TEXT SHOWN:
===

Now: Third 1/6 Hearing Focusing On Trump's Attempt To Pressure Pence; Now: 1/6 Hearing Resumes, Focusing On The Insurrection. Aired 2:30-3p ET

Aired June 16, 2022 - 14:30   ET

THIS IS A RUSH TRANSCRIPT. THIS COPY MAY NOT BE IN ITS FINAL FORM AND MAY BE UPDATED.


[14:30:00]

JOHN WOOD, SENIOR INVESTIGATIVE COUNSEL TO JAN. 6 COMMITTEE: And you even described it as a potentially could be decided in the streets.

And you described several concessions that Dr. Eastman made throughout that discussion or even debate that you had with him.

At some point during that meeting on January 5th, did Dr. Eastman seem to admit that both of the theories that he had presented to the United States the day before?

So, the theory that the vice president could reject electors outright and declare Donald Trump the winner, and his less aggressive theory that the vice president could simply send it back to the states.

At some point in this conversation on the 5th, did Dr. Eastman seem to admit that both of these theories suffered from similar legal flaws?

GREG JACOB, FORMER COUNSEL TO VICE PRESIDENT PENCE: So, I had at least one, possibly two other conversations with Dr. Eastman later that day.

In the earlier meeting, we really were focused because his request that he made had been reject the electors outright, on why that theory was wrong and why we certainly would not be doing that.

Later that day, he pivoted back to, well, we hear you loud and clear. You're not going to reject. But remember, last night, I said that there was this more prudent course where you could just send it back to the states. Would you be willing to do that?

And during the course of our discussion about his renewed request that we consider that option, he acknowledged to me -- he put it, both Mr. Eastman and myself are graduates of the University of Chicago Law School.

And he said, look, as graduates of that august institution, you and I will mutually understand that the underlying legal theory of plenary vice-presidential authority is what you have to have to get there.

Because this new theory, as I was pointing out to him, or the procedural theory, still violates several provisions of the Electoral Count Act, as he acknowledged. And the only way that you could ever be able to ignore several

provisions of statutory law is if it was pretty clear that they were unconstitutional.

And the only way they could be unconstitutional is if the vice president had the plenary authorities that were formed in the basis for the reject of the votes as well.

So, he acknowledged in those conversations that the underlying legal theory was the same. He just thought that the "send it back to the states" option would be more politically palatable, and he hoped more palatable to the vice president for that reason.

WOOD: And in fact, when Dr. Eastman made this concession during that meeting, according to your earlier deposition, Dr. Eastman said, just between us University of Chicago chickens, is that right?

JACOB: I don't think that the University of Chicago's going to start a Chicago chickens fundraising club.

(LAUGHTER)

JACOB: But, yes, that is the terminology that he used.

He said, you know, just between us Chicago chickens, we will understand, as lawyers who have studied the Constitution, that the underlying basis really is the same.

WOOD: I reserve the remainder of my time.

REP. PETE AGUILAR (D-CA): Thank you, Mr. Wood.

===

GOAL:
Reproduce the hearing transcript word for word from "Because this new" to "they were unconstitutional.".

RECORDED INFORMATION:

===

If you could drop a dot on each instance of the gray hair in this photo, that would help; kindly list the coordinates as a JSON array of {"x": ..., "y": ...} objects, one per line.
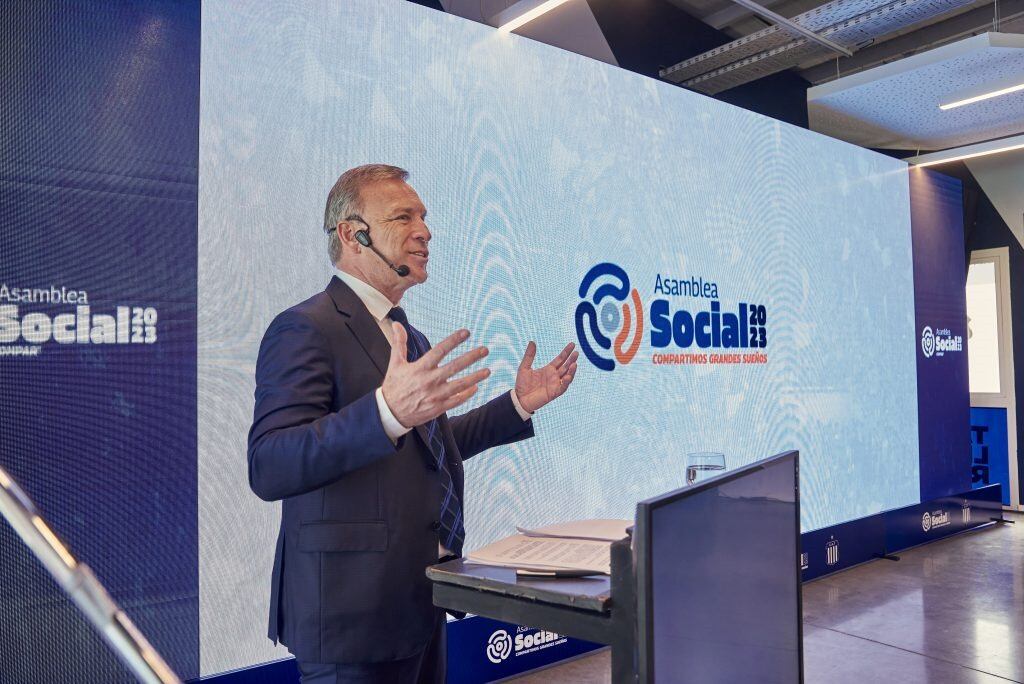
[{"x": 345, "y": 200}]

===

FULL OUTPUT:
Because this new theory, as I was pointing out to him, or the procedural theory, still violates several provisions of the Electoral Count Act, as he acknowledged. And the only way that you could ever be able to ignore several

provisions of statutory law is if it was pretty clear that they were unconstitutional.